What is required →
Find the line that contains "Target: bird's orange eye"; then retype it and each line after it, exactly, through the final line of the data below.

Record extracts →
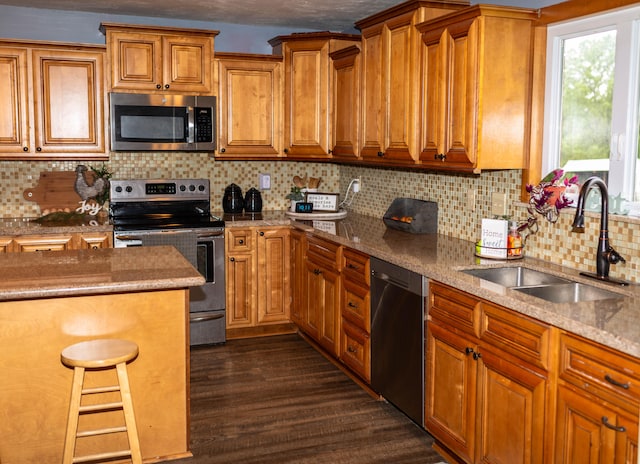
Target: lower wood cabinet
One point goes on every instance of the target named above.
(257, 276)
(598, 404)
(486, 384)
(55, 242)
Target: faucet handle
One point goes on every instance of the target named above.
(614, 257)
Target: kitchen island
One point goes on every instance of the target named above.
(49, 300)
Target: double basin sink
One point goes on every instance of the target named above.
(542, 285)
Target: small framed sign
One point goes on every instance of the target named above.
(323, 201)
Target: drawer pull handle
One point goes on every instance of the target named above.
(606, 423)
(612, 381)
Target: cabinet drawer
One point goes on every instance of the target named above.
(355, 305)
(608, 373)
(324, 252)
(455, 308)
(355, 266)
(355, 350)
(239, 240)
(515, 333)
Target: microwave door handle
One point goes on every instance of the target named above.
(191, 122)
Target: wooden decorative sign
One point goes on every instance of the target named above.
(323, 201)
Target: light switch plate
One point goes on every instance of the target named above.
(499, 204)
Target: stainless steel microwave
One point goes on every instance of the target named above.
(141, 122)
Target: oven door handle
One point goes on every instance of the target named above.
(210, 317)
(128, 238)
(211, 234)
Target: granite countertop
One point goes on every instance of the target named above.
(27, 226)
(441, 258)
(46, 274)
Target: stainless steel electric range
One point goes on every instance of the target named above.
(176, 212)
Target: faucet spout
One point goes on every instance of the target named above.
(605, 254)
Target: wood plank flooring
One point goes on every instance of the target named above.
(277, 400)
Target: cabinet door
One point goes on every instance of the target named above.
(69, 101)
(373, 116)
(43, 243)
(511, 396)
(346, 100)
(298, 276)
(14, 101)
(590, 432)
(241, 290)
(273, 258)
(306, 119)
(249, 102)
(450, 397)
(187, 64)
(136, 60)
(6, 244)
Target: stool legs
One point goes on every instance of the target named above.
(75, 409)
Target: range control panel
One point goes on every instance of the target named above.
(153, 189)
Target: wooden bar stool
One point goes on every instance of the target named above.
(100, 354)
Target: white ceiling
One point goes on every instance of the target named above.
(333, 15)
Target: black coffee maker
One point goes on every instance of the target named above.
(232, 201)
(253, 201)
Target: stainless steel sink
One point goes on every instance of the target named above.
(542, 285)
(515, 276)
(572, 292)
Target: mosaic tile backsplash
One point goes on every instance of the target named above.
(380, 186)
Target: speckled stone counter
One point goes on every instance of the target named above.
(25, 226)
(82, 272)
(615, 324)
(50, 300)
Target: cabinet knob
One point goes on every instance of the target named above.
(605, 422)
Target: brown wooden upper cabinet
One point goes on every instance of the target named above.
(249, 106)
(346, 97)
(390, 105)
(154, 59)
(307, 94)
(477, 77)
(52, 101)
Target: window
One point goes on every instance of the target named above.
(592, 100)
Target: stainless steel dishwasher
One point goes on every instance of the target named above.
(397, 337)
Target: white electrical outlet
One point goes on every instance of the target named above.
(471, 199)
(499, 204)
(264, 181)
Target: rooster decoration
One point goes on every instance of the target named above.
(86, 191)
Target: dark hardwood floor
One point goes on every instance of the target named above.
(277, 400)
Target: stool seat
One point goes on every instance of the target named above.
(95, 354)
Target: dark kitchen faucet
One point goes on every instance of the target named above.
(606, 255)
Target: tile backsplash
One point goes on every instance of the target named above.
(380, 186)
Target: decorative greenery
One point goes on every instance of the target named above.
(541, 194)
(102, 172)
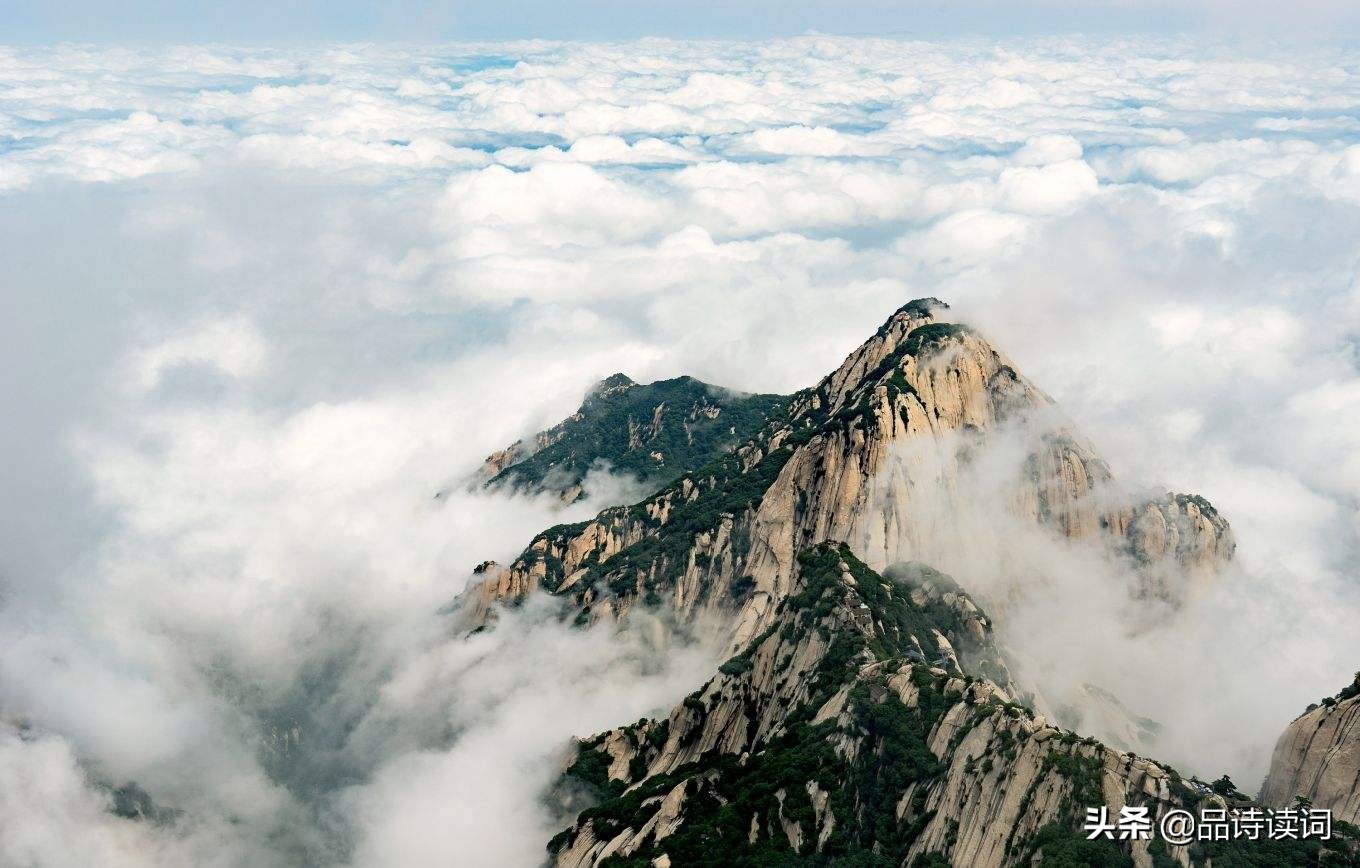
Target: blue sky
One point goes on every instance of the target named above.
(265, 301)
(309, 21)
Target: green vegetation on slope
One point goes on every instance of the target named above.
(654, 431)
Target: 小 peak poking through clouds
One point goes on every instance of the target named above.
(272, 308)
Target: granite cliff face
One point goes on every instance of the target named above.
(867, 456)
(1318, 757)
(857, 729)
(865, 714)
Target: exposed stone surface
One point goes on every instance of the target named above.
(1318, 757)
(649, 431)
(828, 735)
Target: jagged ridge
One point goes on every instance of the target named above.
(830, 740)
(722, 538)
(653, 431)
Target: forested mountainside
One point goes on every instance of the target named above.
(653, 433)
(865, 714)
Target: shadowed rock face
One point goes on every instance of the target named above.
(864, 717)
(849, 732)
(847, 460)
(1318, 757)
(653, 433)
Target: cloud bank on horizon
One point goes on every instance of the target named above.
(265, 302)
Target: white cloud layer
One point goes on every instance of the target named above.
(268, 302)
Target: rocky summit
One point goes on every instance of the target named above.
(865, 713)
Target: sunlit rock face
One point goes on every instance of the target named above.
(1318, 757)
(884, 453)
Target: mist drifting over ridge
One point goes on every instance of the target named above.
(269, 302)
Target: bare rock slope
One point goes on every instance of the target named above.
(1318, 757)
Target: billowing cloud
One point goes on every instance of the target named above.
(274, 305)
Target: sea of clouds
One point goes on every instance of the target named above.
(263, 306)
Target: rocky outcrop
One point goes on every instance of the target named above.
(652, 433)
(850, 729)
(873, 456)
(1318, 757)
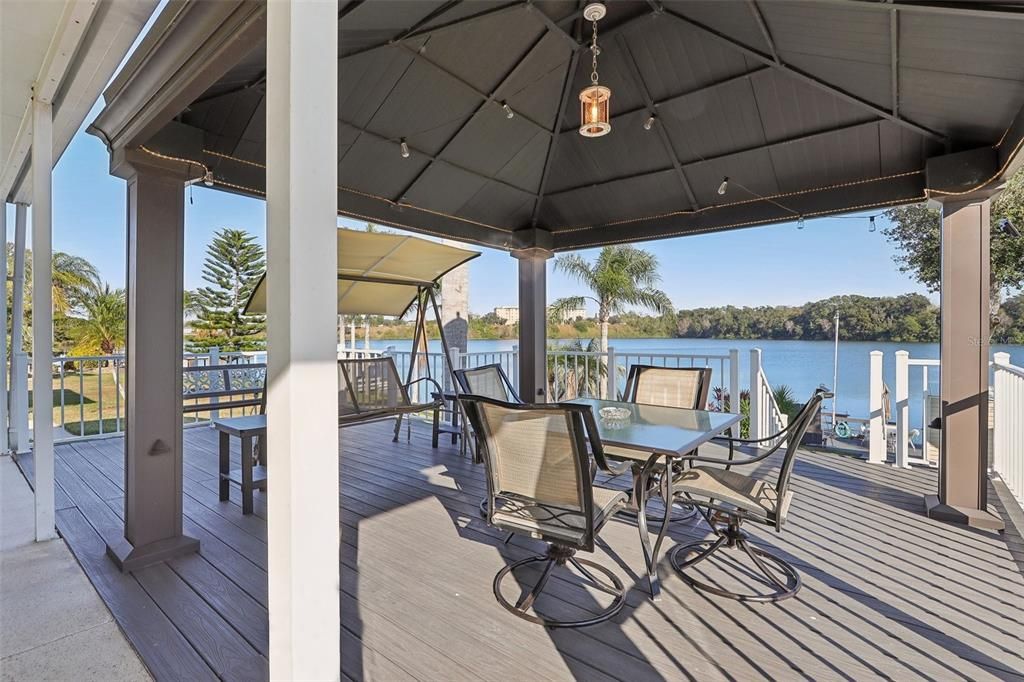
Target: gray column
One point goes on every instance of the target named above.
(18, 358)
(964, 358)
(153, 432)
(532, 324)
(42, 318)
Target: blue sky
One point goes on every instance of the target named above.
(772, 265)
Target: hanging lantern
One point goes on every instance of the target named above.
(595, 113)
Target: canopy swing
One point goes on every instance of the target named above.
(382, 273)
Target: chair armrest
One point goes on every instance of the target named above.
(431, 380)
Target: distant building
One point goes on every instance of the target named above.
(572, 314)
(508, 313)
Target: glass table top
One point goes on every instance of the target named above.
(655, 428)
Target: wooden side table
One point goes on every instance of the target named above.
(250, 475)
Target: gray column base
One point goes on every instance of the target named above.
(975, 518)
(130, 558)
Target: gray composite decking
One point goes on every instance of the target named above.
(888, 593)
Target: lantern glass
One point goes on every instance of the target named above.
(594, 112)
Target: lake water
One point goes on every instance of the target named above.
(800, 365)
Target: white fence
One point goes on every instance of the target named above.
(1008, 426)
(89, 392)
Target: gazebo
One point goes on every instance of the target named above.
(461, 119)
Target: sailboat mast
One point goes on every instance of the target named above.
(835, 370)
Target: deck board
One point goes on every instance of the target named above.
(888, 593)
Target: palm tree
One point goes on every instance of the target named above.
(623, 276)
(580, 372)
(101, 332)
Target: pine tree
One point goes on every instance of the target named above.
(232, 266)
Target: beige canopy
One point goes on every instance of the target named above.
(380, 273)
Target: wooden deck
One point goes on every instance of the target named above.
(888, 593)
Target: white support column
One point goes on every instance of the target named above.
(3, 334)
(877, 425)
(756, 407)
(734, 381)
(303, 530)
(902, 407)
(18, 358)
(154, 458)
(532, 324)
(42, 317)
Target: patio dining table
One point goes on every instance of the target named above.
(663, 432)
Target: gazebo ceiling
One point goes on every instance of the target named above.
(809, 109)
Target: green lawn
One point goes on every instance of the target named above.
(81, 412)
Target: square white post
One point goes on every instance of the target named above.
(902, 407)
(734, 381)
(303, 531)
(756, 408)
(877, 423)
(42, 317)
(18, 358)
(3, 332)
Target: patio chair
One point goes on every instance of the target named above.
(671, 387)
(540, 485)
(370, 390)
(488, 381)
(728, 498)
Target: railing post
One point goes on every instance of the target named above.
(213, 360)
(734, 380)
(515, 367)
(877, 428)
(612, 387)
(902, 407)
(1001, 418)
(756, 407)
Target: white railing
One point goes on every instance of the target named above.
(907, 442)
(89, 391)
(766, 417)
(1008, 437)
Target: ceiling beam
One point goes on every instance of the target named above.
(802, 75)
(894, 57)
(662, 133)
(759, 17)
(434, 158)
(409, 34)
(998, 10)
(508, 76)
(479, 93)
(550, 158)
(671, 99)
(692, 163)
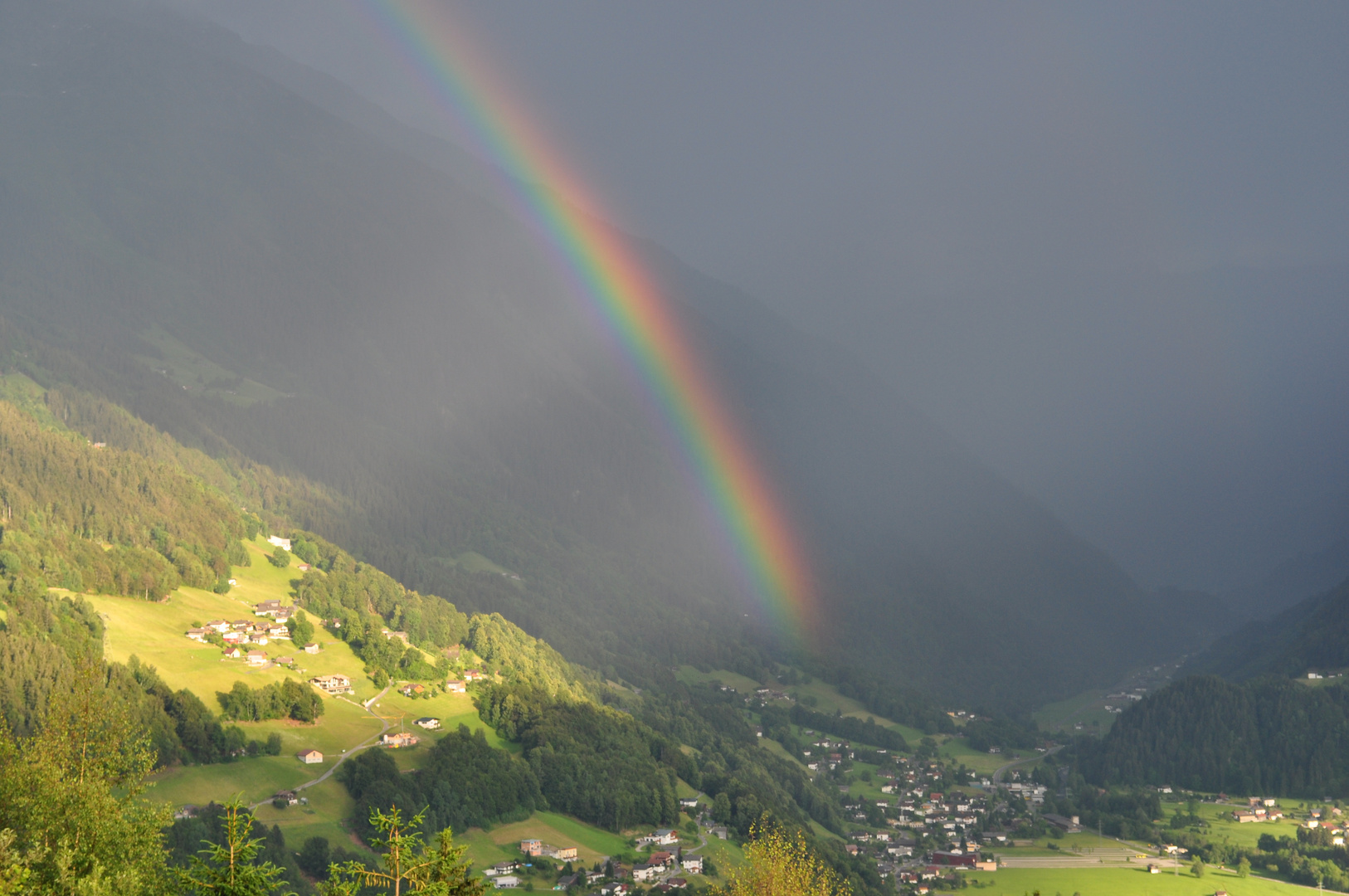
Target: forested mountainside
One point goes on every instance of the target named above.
(185, 236)
(1269, 736)
(611, 767)
(1309, 637)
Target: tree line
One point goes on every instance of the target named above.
(1264, 737)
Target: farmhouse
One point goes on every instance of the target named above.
(332, 683)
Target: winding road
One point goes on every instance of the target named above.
(353, 751)
(997, 777)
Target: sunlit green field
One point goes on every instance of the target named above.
(1122, 881)
(1222, 827)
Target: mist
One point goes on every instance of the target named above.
(1103, 247)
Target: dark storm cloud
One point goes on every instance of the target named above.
(1098, 243)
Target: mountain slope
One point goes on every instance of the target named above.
(1312, 635)
(189, 238)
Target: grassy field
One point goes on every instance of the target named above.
(743, 684)
(1122, 881)
(328, 806)
(1224, 829)
(155, 633)
(197, 373)
(1086, 709)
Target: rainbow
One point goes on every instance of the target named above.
(613, 278)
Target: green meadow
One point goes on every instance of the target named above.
(1122, 881)
(155, 633)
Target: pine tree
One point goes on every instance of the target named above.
(230, 869)
(405, 865)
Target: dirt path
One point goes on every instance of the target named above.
(997, 777)
(371, 741)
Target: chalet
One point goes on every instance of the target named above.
(332, 683)
(1069, 825)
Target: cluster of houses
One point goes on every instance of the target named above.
(332, 683)
(1259, 810)
(536, 848)
(243, 632)
(825, 753)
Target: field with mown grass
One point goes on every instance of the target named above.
(1120, 881)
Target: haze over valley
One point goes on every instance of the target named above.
(689, 482)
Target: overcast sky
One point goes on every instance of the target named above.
(1103, 245)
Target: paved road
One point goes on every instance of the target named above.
(997, 777)
(353, 751)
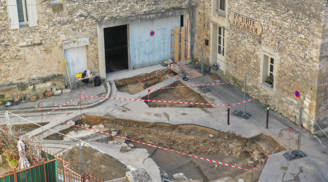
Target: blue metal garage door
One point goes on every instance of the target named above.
(147, 50)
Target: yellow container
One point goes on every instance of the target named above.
(78, 75)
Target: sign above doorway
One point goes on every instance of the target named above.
(245, 23)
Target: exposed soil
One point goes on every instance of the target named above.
(194, 140)
(98, 164)
(95, 121)
(132, 86)
(185, 94)
(21, 129)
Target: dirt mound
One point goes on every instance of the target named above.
(177, 94)
(132, 86)
(98, 164)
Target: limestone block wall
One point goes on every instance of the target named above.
(293, 35)
(203, 30)
(32, 52)
(322, 100)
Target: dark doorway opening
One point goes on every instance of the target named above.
(116, 48)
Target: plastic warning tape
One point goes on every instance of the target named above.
(161, 101)
(292, 135)
(242, 102)
(190, 86)
(142, 84)
(155, 146)
(60, 106)
(161, 71)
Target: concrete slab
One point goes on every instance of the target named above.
(135, 158)
(56, 101)
(126, 73)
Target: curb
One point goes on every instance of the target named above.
(108, 86)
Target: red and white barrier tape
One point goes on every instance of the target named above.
(190, 86)
(60, 106)
(142, 84)
(161, 71)
(145, 100)
(155, 146)
(242, 102)
(292, 135)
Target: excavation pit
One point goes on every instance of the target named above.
(21, 129)
(132, 85)
(195, 140)
(184, 94)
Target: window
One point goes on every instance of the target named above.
(268, 71)
(219, 5)
(221, 37)
(54, 2)
(22, 12)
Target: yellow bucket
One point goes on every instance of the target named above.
(78, 75)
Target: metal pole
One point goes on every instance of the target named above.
(300, 131)
(80, 105)
(267, 125)
(81, 157)
(148, 97)
(244, 106)
(202, 66)
(228, 115)
(8, 122)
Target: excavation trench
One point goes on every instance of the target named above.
(132, 85)
(196, 140)
(184, 94)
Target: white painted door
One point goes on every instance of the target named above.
(76, 60)
(221, 43)
(150, 41)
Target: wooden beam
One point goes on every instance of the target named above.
(176, 43)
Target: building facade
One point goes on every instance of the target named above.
(282, 45)
(36, 36)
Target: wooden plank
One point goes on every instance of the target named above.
(183, 43)
(176, 43)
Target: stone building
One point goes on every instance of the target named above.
(103, 36)
(280, 44)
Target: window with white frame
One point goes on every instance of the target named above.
(22, 12)
(268, 69)
(219, 6)
(55, 2)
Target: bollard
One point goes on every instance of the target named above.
(228, 115)
(267, 125)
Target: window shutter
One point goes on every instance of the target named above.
(32, 13)
(13, 14)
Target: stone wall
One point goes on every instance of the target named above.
(292, 35)
(203, 30)
(32, 52)
(37, 85)
(322, 100)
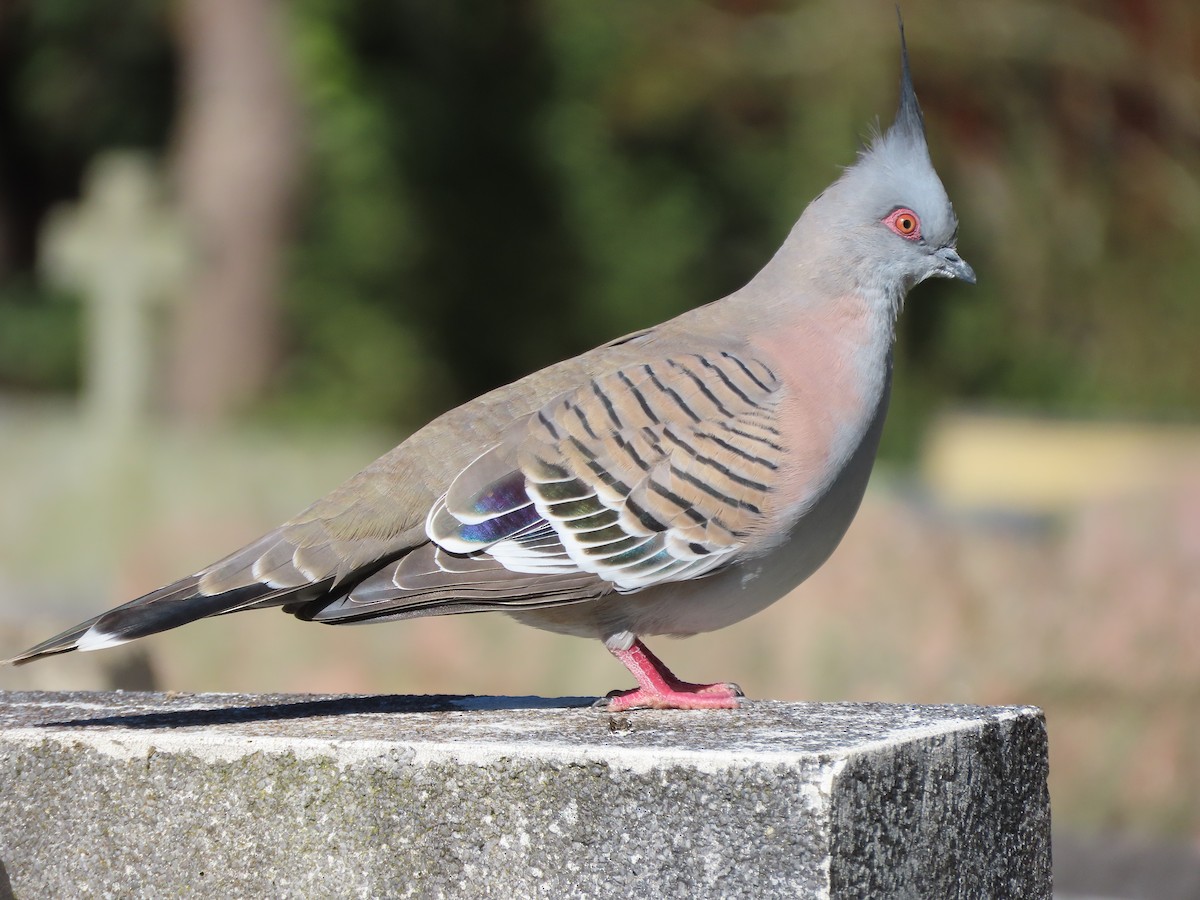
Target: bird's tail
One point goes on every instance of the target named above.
(157, 611)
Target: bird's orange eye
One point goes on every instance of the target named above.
(905, 223)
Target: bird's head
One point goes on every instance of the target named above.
(887, 221)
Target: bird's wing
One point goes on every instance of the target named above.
(657, 472)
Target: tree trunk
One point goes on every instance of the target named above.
(237, 157)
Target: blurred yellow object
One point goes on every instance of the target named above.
(1042, 466)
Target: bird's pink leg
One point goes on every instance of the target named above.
(659, 689)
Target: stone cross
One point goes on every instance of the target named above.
(124, 251)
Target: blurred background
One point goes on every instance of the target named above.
(246, 246)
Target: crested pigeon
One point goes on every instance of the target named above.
(670, 483)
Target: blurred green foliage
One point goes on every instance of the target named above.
(492, 187)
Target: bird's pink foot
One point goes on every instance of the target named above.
(659, 689)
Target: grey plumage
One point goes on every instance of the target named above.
(672, 481)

Solution to the exercise →
Target: bird's orange eye
One point goes on every instance of the target named above.
(905, 223)
Target: bird's head
One point goes on every instance of the target named above.
(887, 221)
Target: bird's wing
One point goes on every instance of the target named above.
(657, 472)
Target: tree trunk
One point goes on every instance of the target named above.
(237, 157)
Target: blurred yellow object
One point goes on every instance of the target named above.
(1042, 466)
Target: bird's pink leg
One point goes on every instance of the target named above.
(659, 689)
Target: stone cross
One point goes on every instance of the target named above.
(124, 251)
Target: blurred background
One point goes on every instance of the target named above.
(246, 246)
Target: crested pigeon
One point goes on every instance of the target named above.
(670, 483)
Target: blurred green foliage
One point goes on every instance of the target named above.
(492, 187)
Target: bird's pink foot
One point goes on every instance of the target named above.
(659, 689)
Target: grey plumage
One point goes on every instance of the target named above.
(672, 481)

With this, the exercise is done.